§ SOURCE EXTRACT:
--------------------------------
Short guide: installation and basic functionality

Installation

You need to install development version of this package from github.com and install a python dependencies (PCHA algorithm implementation, and (optionally) keras, geosketch, fbpca, umap-learn). If you want to take advantage of high-performance computing cluster you need to do extra set up, please follow the instructions here: https://github.com/mschubert/clustermq.

# Install ParetoTI package, this should also install reticulate package, if not - install manually.
install.packages("BiocManager") # for installing BioConductor dependencies
BiocManager::install("vitkl/ParetoTI", dependencies = c("Depends", "Imports", "LinkingTo"))
# Load package
library(ParetoTI)
# If package does not load because "py_pcha is not found" make sure you do not have
# a python environment already loaded in this R session (e.g. restart R and try loading again).
--------------------------------
§ SUPPLIED RECORDS:
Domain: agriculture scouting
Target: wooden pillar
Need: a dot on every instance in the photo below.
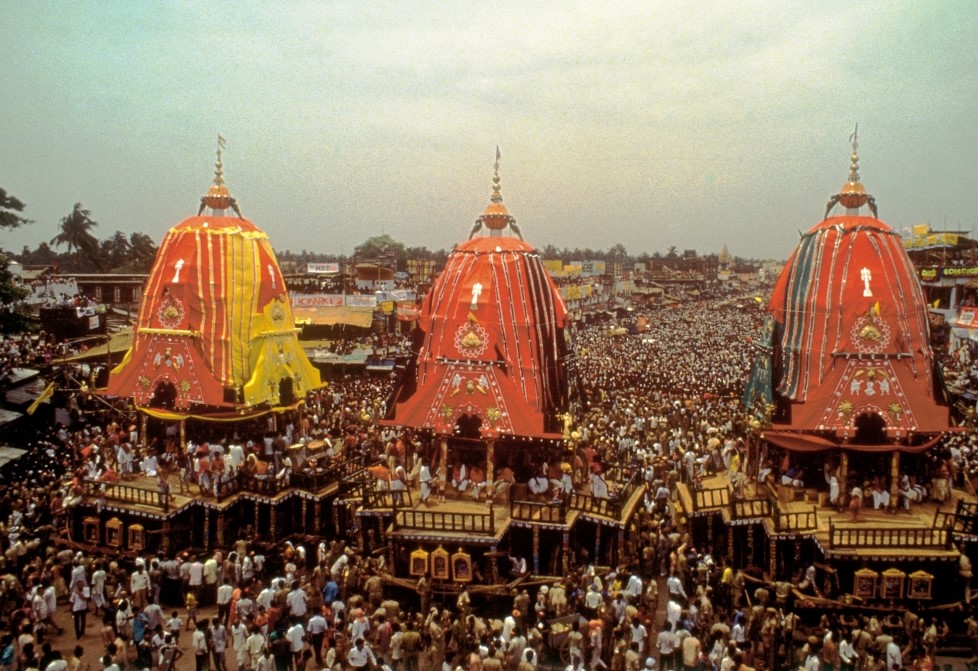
(257, 519)
(536, 550)
(843, 474)
(165, 542)
(750, 544)
(220, 529)
(207, 527)
(444, 459)
(490, 467)
(895, 479)
(565, 542)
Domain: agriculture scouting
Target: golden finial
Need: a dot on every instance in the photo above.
(218, 197)
(218, 165)
(854, 159)
(497, 197)
(496, 217)
(853, 194)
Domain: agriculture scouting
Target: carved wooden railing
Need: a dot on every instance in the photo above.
--------------------------------
§ THE TASKS:
**a.** Write out the passage of the installation guide starting with "You need to install" and going on through "try loading again).".
**b.** Answer these questions from the installation guide:
(i) Where are the instructions for the extra setup needed to use a high-performance computing cluster?
(ii) Which package is installed first, for installing BioConductor dependencies?
(iii) If the package does not load because "py_pcha is not found", what should be checked?

§ SOLUTIONS BELOW:
**a.**
You need to install development version of this package from github.com and install a python dependencies (PCHA algorithm implementation, and (optionally) keras, geosketch, fbpca, umap-learn). If you want to take advantage of high-performance computing cluster you need to do extra set up, please follow the instructions here: https://github.com/mschubert/clustermq.

# Install ParetoTI package, this should also install reticulate package, if not - install manually.
install.packages("BiocManager") # for installing BioConductor dependencies
BiocManager::install("vitkl/ParetoTI", dependencies = c("Depends", "Imports", "LinkingTo"))
# Load package
library(ParetoTI)
# If package does not load because "py_pcha is not found" make sure you do not have
# a python environment already loaded in this R session (e.g. restart R and try loading again).

**b.**
(i) At https://github.com/mschubert/clustermq.
(ii) BiocManager.
(iii) Make sure no Python environment is already loaded in the R session, for example by restarting R and trying to load the package again.